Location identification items
+---+

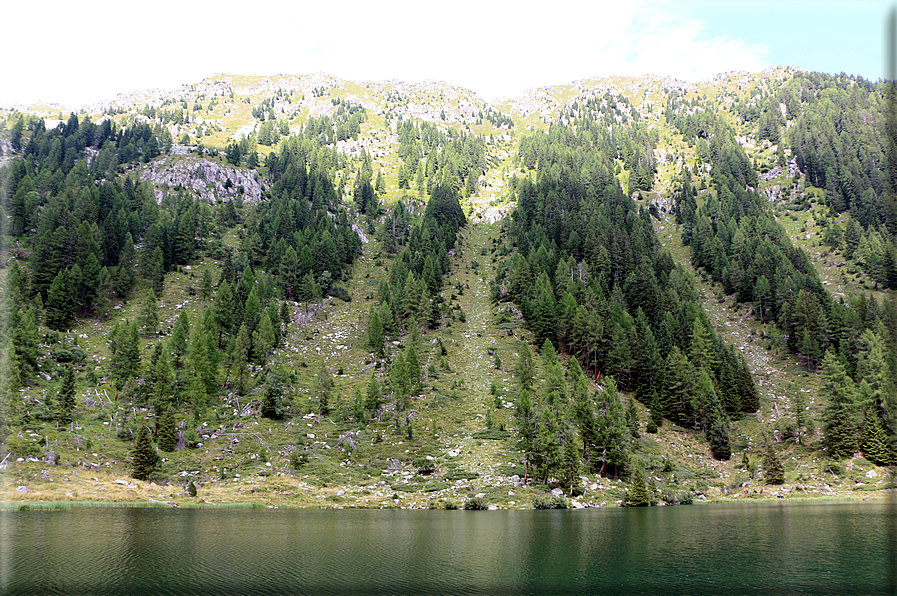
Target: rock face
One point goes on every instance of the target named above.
(209, 179)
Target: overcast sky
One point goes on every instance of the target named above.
(75, 53)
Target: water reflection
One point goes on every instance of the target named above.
(738, 548)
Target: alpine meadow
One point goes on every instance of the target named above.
(304, 291)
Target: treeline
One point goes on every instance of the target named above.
(80, 229)
(841, 133)
(432, 156)
(735, 239)
(293, 235)
(589, 275)
(410, 299)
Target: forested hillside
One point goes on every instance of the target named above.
(289, 291)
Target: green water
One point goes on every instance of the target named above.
(769, 548)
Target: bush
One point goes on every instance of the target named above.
(550, 502)
(476, 504)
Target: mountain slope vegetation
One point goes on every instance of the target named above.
(427, 300)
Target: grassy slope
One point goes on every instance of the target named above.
(245, 459)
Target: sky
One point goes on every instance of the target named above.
(75, 53)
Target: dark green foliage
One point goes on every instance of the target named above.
(124, 346)
(272, 403)
(66, 399)
(143, 456)
(374, 396)
(720, 445)
(240, 360)
(324, 389)
(875, 442)
(167, 433)
(839, 416)
(773, 471)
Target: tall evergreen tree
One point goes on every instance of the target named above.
(66, 401)
(875, 441)
(167, 432)
(324, 389)
(143, 456)
(149, 314)
(839, 413)
(240, 360)
(772, 465)
(638, 494)
(272, 403)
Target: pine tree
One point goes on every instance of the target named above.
(198, 364)
(59, 303)
(875, 441)
(838, 416)
(206, 286)
(143, 457)
(415, 375)
(638, 494)
(178, 341)
(632, 418)
(525, 369)
(400, 382)
(263, 339)
(286, 316)
(374, 396)
(772, 465)
(124, 345)
(720, 444)
(272, 403)
(324, 389)
(167, 432)
(241, 360)
(149, 315)
(66, 402)
(375, 332)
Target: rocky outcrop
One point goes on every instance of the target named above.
(210, 180)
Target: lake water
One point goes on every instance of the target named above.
(739, 548)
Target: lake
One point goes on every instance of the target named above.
(738, 548)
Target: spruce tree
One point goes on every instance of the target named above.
(66, 402)
(241, 360)
(374, 396)
(838, 416)
(772, 465)
(143, 457)
(632, 418)
(400, 382)
(875, 440)
(149, 316)
(324, 389)
(272, 403)
(375, 332)
(415, 376)
(167, 432)
(263, 339)
(720, 445)
(178, 341)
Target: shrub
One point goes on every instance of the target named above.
(550, 502)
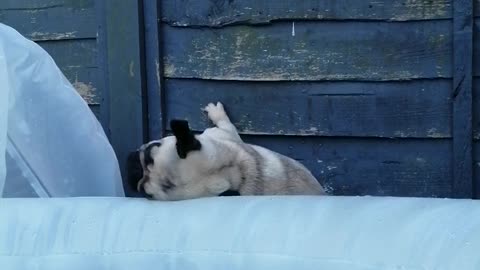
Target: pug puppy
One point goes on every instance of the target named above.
(188, 166)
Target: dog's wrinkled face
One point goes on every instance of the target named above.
(155, 168)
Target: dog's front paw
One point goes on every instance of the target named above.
(216, 113)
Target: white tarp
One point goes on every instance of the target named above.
(55, 146)
(249, 233)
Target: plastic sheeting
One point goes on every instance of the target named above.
(333, 233)
(52, 142)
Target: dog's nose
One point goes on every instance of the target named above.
(144, 193)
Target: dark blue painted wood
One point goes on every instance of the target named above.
(384, 167)
(154, 69)
(476, 108)
(50, 19)
(476, 172)
(419, 108)
(125, 77)
(315, 51)
(462, 98)
(221, 13)
(102, 59)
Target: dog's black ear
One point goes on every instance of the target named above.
(186, 141)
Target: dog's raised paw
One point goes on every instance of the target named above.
(216, 112)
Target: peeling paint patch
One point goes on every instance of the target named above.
(433, 133)
(157, 64)
(37, 36)
(87, 92)
(130, 69)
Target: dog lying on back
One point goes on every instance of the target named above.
(187, 166)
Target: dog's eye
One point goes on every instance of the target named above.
(167, 185)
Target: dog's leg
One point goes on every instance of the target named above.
(217, 114)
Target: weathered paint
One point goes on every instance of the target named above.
(476, 108)
(318, 51)
(125, 76)
(154, 72)
(50, 19)
(419, 108)
(476, 169)
(78, 61)
(360, 166)
(88, 92)
(462, 98)
(223, 12)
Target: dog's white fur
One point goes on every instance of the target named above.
(223, 163)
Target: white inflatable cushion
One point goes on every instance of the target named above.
(330, 233)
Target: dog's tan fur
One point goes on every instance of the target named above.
(223, 163)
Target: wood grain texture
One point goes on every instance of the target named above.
(222, 12)
(476, 108)
(417, 108)
(50, 19)
(315, 51)
(125, 76)
(77, 59)
(462, 98)
(371, 166)
(476, 171)
(154, 69)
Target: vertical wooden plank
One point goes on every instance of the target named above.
(154, 74)
(104, 114)
(125, 76)
(462, 99)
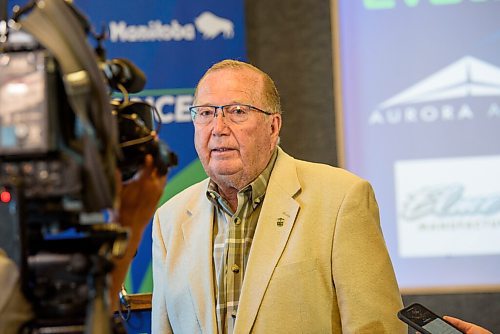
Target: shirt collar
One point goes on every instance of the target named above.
(254, 192)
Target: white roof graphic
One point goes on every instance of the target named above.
(468, 76)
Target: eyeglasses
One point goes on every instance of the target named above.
(236, 113)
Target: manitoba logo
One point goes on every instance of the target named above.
(448, 95)
(209, 25)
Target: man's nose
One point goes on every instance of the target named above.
(220, 120)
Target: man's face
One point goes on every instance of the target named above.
(233, 155)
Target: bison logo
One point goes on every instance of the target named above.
(211, 26)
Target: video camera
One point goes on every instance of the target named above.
(62, 139)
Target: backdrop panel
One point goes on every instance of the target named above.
(173, 42)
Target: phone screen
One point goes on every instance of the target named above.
(439, 326)
(423, 318)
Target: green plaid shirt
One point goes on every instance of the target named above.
(233, 235)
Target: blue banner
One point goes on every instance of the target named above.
(173, 42)
(421, 114)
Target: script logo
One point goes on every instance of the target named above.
(211, 26)
(207, 24)
(444, 96)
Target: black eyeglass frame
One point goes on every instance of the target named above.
(194, 113)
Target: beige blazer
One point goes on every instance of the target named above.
(318, 262)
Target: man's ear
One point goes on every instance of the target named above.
(275, 124)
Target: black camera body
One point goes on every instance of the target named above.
(62, 139)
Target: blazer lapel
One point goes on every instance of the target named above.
(197, 230)
(271, 235)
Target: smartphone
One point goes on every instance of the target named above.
(425, 321)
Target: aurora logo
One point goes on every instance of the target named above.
(443, 96)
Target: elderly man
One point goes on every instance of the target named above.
(268, 243)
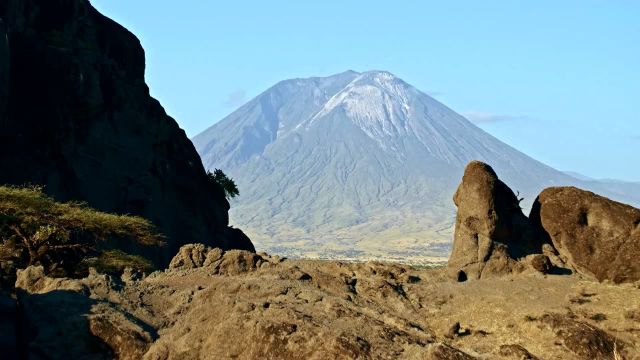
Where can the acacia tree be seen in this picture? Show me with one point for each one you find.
(36, 230)
(221, 179)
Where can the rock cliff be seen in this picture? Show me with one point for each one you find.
(569, 230)
(76, 117)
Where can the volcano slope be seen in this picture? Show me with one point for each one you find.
(359, 166)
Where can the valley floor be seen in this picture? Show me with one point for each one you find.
(248, 306)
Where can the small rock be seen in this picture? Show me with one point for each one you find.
(453, 331)
(541, 263)
(190, 256)
(516, 352)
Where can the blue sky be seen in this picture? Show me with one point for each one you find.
(558, 80)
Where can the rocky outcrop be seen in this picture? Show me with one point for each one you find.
(77, 318)
(233, 262)
(302, 309)
(76, 117)
(592, 234)
(8, 312)
(491, 231)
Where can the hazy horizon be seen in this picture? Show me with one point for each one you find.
(556, 81)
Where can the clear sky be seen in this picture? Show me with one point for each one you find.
(558, 80)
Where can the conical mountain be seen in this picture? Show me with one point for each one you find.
(355, 165)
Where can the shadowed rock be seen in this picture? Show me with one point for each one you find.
(491, 230)
(76, 117)
(592, 234)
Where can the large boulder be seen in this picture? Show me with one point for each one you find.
(491, 231)
(76, 117)
(592, 234)
(63, 318)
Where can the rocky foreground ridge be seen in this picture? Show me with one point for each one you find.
(568, 230)
(76, 117)
(551, 286)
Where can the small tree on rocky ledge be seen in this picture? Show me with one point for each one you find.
(228, 185)
(36, 230)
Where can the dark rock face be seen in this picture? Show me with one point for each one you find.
(592, 234)
(76, 116)
(491, 230)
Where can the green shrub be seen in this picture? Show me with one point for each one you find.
(36, 230)
(219, 178)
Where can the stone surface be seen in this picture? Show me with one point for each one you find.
(583, 339)
(301, 309)
(446, 352)
(491, 231)
(516, 352)
(190, 256)
(593, 235)
(76, 117)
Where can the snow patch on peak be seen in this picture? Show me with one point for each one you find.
(376, 101)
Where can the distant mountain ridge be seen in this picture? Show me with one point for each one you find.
(357, 165)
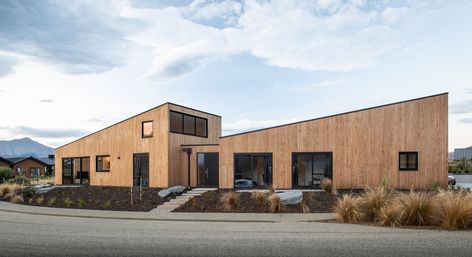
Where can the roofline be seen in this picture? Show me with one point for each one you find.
(334, 115)
(29, 157)
(134, 116)
(5, 160)
(183, 145)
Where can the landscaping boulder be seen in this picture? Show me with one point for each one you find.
(170, 190)
(291, 197)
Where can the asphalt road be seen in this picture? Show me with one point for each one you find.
(38, 235)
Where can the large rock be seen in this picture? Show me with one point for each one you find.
(291, 197)
(170, 190)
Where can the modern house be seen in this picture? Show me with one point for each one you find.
(463, 153)
(28, 166)
(403, 143)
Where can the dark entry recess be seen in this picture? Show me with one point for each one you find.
(141, 169)
(207, 169)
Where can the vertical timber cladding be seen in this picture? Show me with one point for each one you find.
(365, 145)
(121, 141)
(178, 160)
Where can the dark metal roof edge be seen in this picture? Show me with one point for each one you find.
(334, 115)
(132, 118)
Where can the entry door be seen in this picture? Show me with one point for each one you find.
(207, 169)
(141, 169)
(309, 169)
(67, 176)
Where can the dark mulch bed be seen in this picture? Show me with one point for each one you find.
(99, 198)
(318, 202)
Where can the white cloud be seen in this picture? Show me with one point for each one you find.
(282, 33)
(248, 125)
(326, 83)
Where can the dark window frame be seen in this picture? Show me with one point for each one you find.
(182, 124)
(408, 154)
(96, 163)
(142, 128)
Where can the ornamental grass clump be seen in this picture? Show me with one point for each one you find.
(415, 208)
(259, 197)
(453, 210)
(275, 203)
(230, 201)
(327, 186)
(372, 201)
(348, 210)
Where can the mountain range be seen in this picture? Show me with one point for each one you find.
(24, 147)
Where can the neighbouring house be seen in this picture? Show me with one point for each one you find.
(28, 166)
(463, 153)
(404, 144)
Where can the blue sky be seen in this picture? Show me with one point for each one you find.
(68, 68)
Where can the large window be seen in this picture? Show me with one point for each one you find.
(188, 124)
(252, 170)
(103, 163)
(147, 129)
(408, 161)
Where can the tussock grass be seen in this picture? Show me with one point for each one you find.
(348, 210)
(230, 201)
(415, 208)
(372, 201)
(17, 199)
(453, 210)
(40, 200)
(275, 204)
(259, 197)
(327, 185)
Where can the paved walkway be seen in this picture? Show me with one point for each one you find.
(163, 216)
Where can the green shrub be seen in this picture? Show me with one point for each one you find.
(5, 174)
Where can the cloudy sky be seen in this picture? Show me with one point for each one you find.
(68, 68)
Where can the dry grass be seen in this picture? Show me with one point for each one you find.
(275, 204)
(415, 208)
(259, 197)
(372, 201)
(388, 215)
(453, 210)
(348, 210)
(40, 200)
(230, 201)
(327, 185)
(17, 199)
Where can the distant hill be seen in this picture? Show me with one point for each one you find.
(24, 147)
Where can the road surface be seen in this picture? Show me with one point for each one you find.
(40, 235)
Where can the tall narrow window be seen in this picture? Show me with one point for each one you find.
(176, 122)
(408, 161)
(147, 129)
(103, 163)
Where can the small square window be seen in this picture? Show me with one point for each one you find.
(103, 163)
(147, 129)
(408, 161)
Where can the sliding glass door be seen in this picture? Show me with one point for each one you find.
(309, 169)
(252, 170)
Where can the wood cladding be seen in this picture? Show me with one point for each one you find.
(365, 145)
(124, 139)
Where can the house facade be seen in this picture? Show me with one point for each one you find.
(28, 166)
(403, 144)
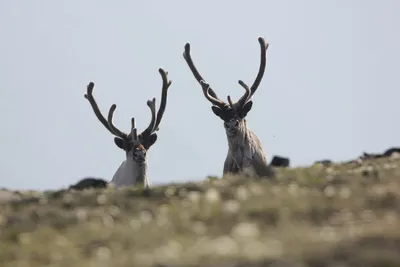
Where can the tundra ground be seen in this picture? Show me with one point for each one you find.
(337, 215)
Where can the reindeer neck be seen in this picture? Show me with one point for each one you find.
(140, 173)
(131, 173)
(240, 139)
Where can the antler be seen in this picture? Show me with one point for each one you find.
(95, 107)
(134, 136)
(155, 120)
(207, 90)
(263, 61)
(149, 129)
(164, 92)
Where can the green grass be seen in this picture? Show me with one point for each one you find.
(345, 214)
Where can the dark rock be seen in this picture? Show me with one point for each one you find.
(89, 182)
(278, 161)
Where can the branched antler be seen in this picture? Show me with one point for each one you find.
(95, 107)
(114, 129)
(155, 120)
(263, 62)
(207, 90)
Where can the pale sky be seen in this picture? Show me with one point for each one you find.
(330, 89)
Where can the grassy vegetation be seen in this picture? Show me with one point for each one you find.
(338, 215)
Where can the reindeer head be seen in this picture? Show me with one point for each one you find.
(135, 146)
(233, 114)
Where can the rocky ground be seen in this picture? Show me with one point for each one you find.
(336, 215)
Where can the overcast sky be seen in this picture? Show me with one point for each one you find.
(331, 87)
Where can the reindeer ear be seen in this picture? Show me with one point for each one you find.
(119, 142)
(217, 111)
(152, 140)
(245, 109)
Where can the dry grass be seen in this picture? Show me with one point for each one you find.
(342, 215)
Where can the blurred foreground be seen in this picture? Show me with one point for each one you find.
(337, 215)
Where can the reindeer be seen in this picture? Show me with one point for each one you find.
(245, 152)
(133, 170)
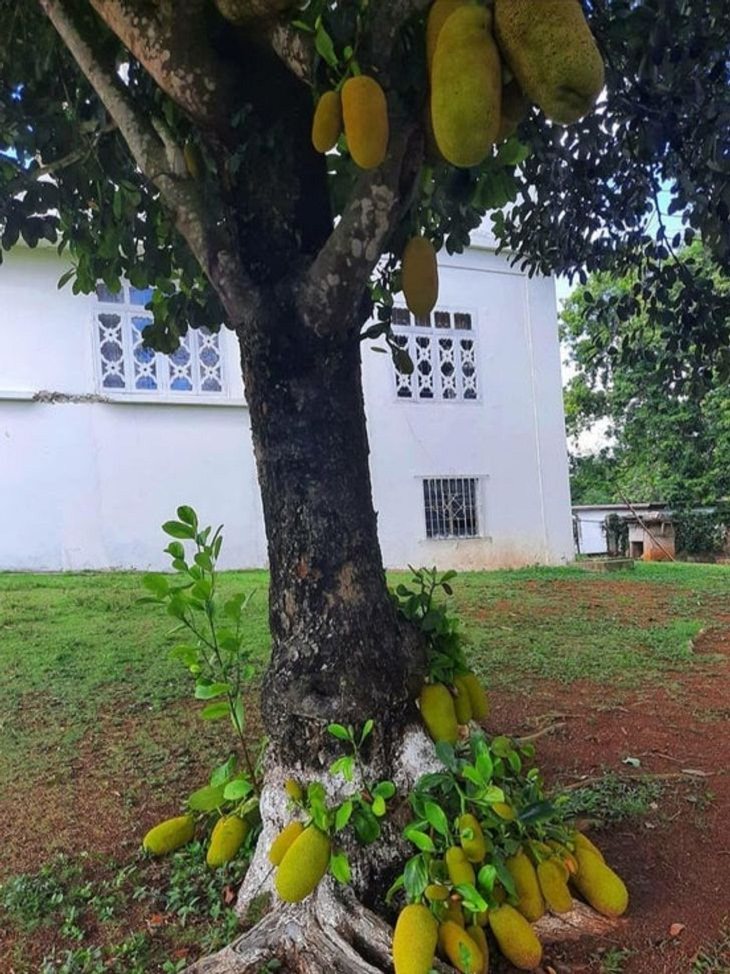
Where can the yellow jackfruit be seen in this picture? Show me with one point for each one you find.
(414, 940)
(438, 713)
(327, 121)
(599, 884)
(454, 912)
(419, 276)
(280, 845)
(551, 875)
(581, 841)
(515, 937)
(466, 87)
(462, 703)
(480, 939)
(305, 862)
(459, 867)
(436, 893)
(551, 51)
(365, 114)
(477, 696)
(515, 106)
(530, 902)
(474, 845)
(227, 837)
(439, 13)
(460, 949)
(169, 835)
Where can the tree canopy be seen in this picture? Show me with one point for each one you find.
(664, 445)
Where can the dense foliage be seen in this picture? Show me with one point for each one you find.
(664, 444)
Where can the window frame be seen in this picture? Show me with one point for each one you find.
(480, 482)
(164, 393)
(414, 329)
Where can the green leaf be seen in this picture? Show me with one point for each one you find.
(176, 529)
(237, 789)
(207, 799)
(338, 731)
(342, 815)
(214, 711)
(437, 818)
(157, 584)
(340, 867)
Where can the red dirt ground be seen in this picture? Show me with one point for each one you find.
(676, 863)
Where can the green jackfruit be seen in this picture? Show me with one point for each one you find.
(480, 939)
(438, 14)
(551, 875)
(280, 845)
(365, 115)
(460, 949)
(529, 898)
(581, 841)
(515, 937)
(436, 893)
(169, 835)
(438, 713)
(419, 276)
(477, 696)
(466, 87)
(327, 121)
(228, 835)
(462, 703)
(459, 867)
(414, 940)
(599, 884)
(304, 864)
(551, 51)
(472, 838)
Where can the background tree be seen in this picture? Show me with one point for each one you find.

+---+

Reproduce precisely the lines of the listing above, from the line containing "Where can the blurred" to the last line, both ends included. Pictures are to be omitted.

Answer to the exercise>
Where can the blurred foreground be seen in this picture? Show me with one point for each one you find.
(337, 215)
Where can the reindeer be seen in this picture? Show me with one point for each one you find.
(245, 152)
(133, 170)
Where can the yellow jackfruit be seen in this picture? Show me with one point for each one you find.
(414, 940)
(438, 713)
(327, 121)
(599, 884)
(454, 912)
(419, 276)
(280, 845)
(551, 875)
(581, 841)
(515, 937)
(466, 87)
(462, 703)
(480, 939)
(305, 862)
(459, 867)
(436, 893)
(551, 51)
(365, 114)
(477, 696)
(515, 106)
(530, 902)
(474, 845)
(227, 837)
(439, 13)
(460, 949)
(169, 835)
Where can the tree canopy be seen in this picture? Show me with one point for each one you find.
(664, 445)
Where can the dense foliage be seen in this picture? Show me with one point for each one you find.
(664, 444)
Where can the window frame be seen in this picture? Show me with one point for each one you find.
(480, 482)
(164, 393)
(414, 329)
Where can the green leaf be seen in this picture? Show me with one point for each one you find.
(176, 529)
(237, 789)
(207, 799)
(338, 731)
(342, 815)
(214, 711)
(437, 818)
(157, 584)
(340, 867)
Where can the red dirt ground be seen in this picture? Show me with one point for each one you find.
(676, 863)
Where can the green jackfruit be seen in this picture? Show me with one point for each one you find.
(480, 939)
(438, 14)
(551, 875)
(280, 845)
(365, 115)
(460, 949)
(529, 898)
(581, 841)
(515, 937)
(436, 893)
(169, 835)
(438, 713)
(419, 276)
(477, 696)
(466, 87)
(327, 121)
(228, 835)
(462, 703)
(459, 867)
(414, 940)
(599, 884)
(304, 864)
(551, 51)
(472, 838)
Where can the background tree be seen in this picture? Show me with one point for each one you find.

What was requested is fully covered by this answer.